== WRITTEN REQUEST A ==
Reproduce the saved entries, starting at the line containing "hand in the photo above." and going through the end of the saved entries, including both ends and the requests. Multiply every coordinate in the answers by 0.3 and round to whole numbers with halves rounded up, and leave out the pictures.

Episode 91 – Extracting Honey


Kim Flottum: Jim, you know the last time we talked, we got honey off of our hives and into the place where they're going to be extracted, and that's when they-- I got some ideas I want to bounce off you, and I know you've got some, so let's talk about extracting today.

Jim Tew: I'll look forward to that. Kim extracting is not beekeeping. It's a different world, so I look forward to talking about something besides bees for a while.

Kim: Hi, I'm Kim Flottum.

Jim: I'm Jim Tew.

Kim: Today, we're going to talk about random thoughts on extracting here on Honeybee Obscura.

Jim: It'll be all over the page, Kim, so [chuckles] we've got to narrow it down, some.

Introduction: You are listening to Honeybee Obscura, brought to you by growing planet media. The folks behind Beekeeping Today podcast. each week on Honeybee Obscura hosts, Kim Flottum and Jim Tew, Explore the complexities, the beauty, the fun, and the challenges of managing honey bees in today's world. Get ready for an engaging discussion to delight and inform all beekeepers. If you're a long-timer or just starting out, sit back and enjoy the next several minutes as Kim and Jim explore all things honeybees.

Jim: Honey extracting is a lot like so many other things in beekeeping, like hive stands. The way you're extracting operation is set up is probably unique to you, where you put it, how you put it, why you put it, all those things make up the way you process your honey. There is no exact, precise way to do it.

Kim: One thing right at the beginning you got to keep in mind, here's the deal, honey's a food, and you got to keep it clean. If you in your process don't keep it clean, you're going to have trouble down the road. Just keep this in mind. Would you feed your extracted honey to your family? If you're good with that, then you're probably good all the way down the line, but just keep in mind it's a food.

Jim: Kim, that's an excellent point. That is just superb, and always neatness and cleanliness counts, and while we're being open and honest here, it's going to be a real struggle to stay that way. Honey is notoriously sticky, and clings and there's cappings that stick to the floor, and there's household foment and concern about the mess that's being made.

Kim: Our friend Anne Harmon once said about extracting, because she at least for a while extracted in her kitchen, and she said, "Did you know that one pound of jar can completely cover every surface inside your kitchen [laughs] floors, ceilings, walls, tables, stove, pots, and pans, sinks, every and you'll have some left, so it's wherever you going to be, know that it's going to probably be somewhat sticky, so have water, rags and what have you available all of the time and make sure they're clean when you start and get rid of them when you're done."

Saved entries:
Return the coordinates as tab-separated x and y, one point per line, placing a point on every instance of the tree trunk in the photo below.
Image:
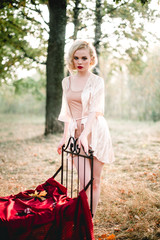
75	18
55	64
98	32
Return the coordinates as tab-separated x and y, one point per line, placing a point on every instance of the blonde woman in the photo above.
82	113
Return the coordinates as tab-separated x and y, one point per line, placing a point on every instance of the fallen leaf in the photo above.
111	237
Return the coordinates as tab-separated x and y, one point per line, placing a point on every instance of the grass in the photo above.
129	206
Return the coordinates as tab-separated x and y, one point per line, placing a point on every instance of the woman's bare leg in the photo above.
97	170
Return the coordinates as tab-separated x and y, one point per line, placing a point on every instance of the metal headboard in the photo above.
72	149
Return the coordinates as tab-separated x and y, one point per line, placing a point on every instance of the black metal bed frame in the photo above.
72	149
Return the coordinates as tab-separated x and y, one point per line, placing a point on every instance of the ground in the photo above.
129	206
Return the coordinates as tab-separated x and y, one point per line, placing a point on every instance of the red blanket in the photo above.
46	214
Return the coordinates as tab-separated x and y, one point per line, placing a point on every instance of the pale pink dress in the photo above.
91	99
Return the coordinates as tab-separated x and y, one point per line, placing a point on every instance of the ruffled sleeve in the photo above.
64	115
97	96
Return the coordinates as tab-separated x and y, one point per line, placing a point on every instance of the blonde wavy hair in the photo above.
77	45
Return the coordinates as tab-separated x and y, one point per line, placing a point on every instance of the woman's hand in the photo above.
83	141
59	148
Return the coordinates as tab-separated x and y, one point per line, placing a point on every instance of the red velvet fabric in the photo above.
57	217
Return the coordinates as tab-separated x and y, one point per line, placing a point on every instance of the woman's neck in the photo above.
83	74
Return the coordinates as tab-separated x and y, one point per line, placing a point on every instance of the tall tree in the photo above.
98	31
55	63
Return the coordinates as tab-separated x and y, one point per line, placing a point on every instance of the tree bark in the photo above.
75	18
55	64
98	32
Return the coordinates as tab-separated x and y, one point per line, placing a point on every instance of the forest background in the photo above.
34	38
126	44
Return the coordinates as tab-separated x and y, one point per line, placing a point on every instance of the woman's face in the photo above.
82	59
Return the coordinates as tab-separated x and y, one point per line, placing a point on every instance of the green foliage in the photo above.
16	27
34	85
141	1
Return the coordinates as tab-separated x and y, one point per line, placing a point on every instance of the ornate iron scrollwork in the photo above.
74	148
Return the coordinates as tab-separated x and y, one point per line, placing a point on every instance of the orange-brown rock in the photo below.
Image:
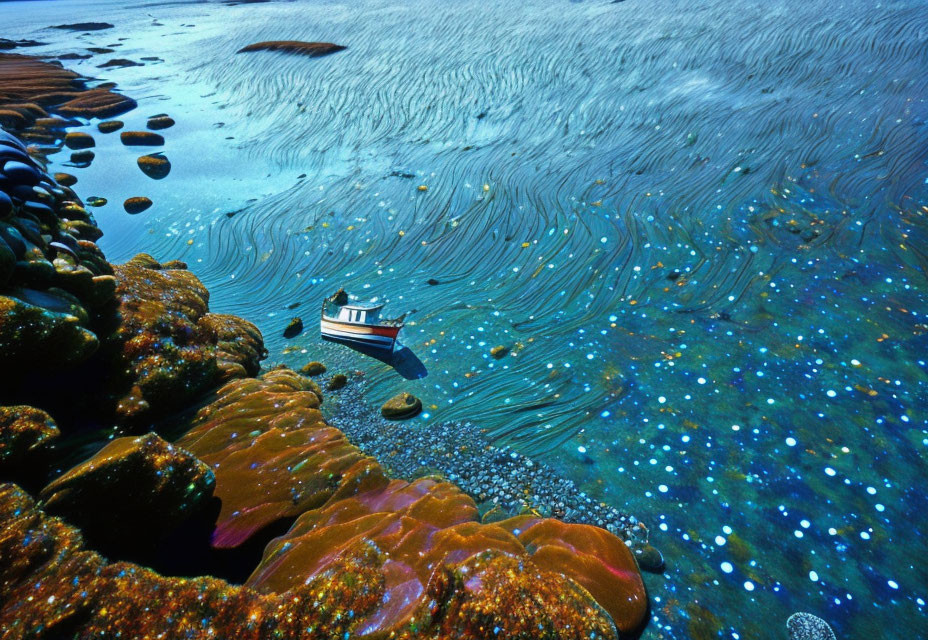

== WRITTEN REQUEST B ==
In the honey extracting transcript, which friend of the hosts at least for a while extracted honey in her kitchen?

== EXERCISE ANSWER A ==
Return the coordinates as tab-separated x and y, one point per line, placing a point on every instance of the woman's hand in the photo above.
25	42
18	44
Return the coordinates as tab-separated x and y, one point per line, placing a point on every instance of the red velvet fabric in the photo above.
17	65
Return the coordinates as tab-separated x and y, one point per line, placing a point on every instance of the woman's neck in the photo above.
25	22
Return the coordinates as tab-separated x and y, one point per line, placing a point on every instance of the tall tree in the photo above.
29	9
17	19
Return the coordinates as tab-separated x and y, one point per line, placing a point on every instance of the tree bark in the photo above.
23	5
17	19
29	10
Return the coordinates as tab-separated x and y, one point per line, placing a point on every instance of the forest background in the photo above.
10	11
38	13
Return the coordinates as tab-separated x and y, one point per line, placing a point on every instance of the woman's face in the photo above.
25	18
Return the coordinates as tab-separated x and y, one point per line, placing a point on every instance of the green foliage in the photo above.
5	8
10	26
42	0
Return the coordinates as tab-separated x and y, one point per line, placing a point on every instance of the ornate iron scrollwork in the photo above.
22	44
Return the coordinates as tab-separated x and y, one point per line, placing a point on every instance of the orange-brown rock in the photo below.
Image:

== EXERCISE ANSWER B ==
Anne Harmon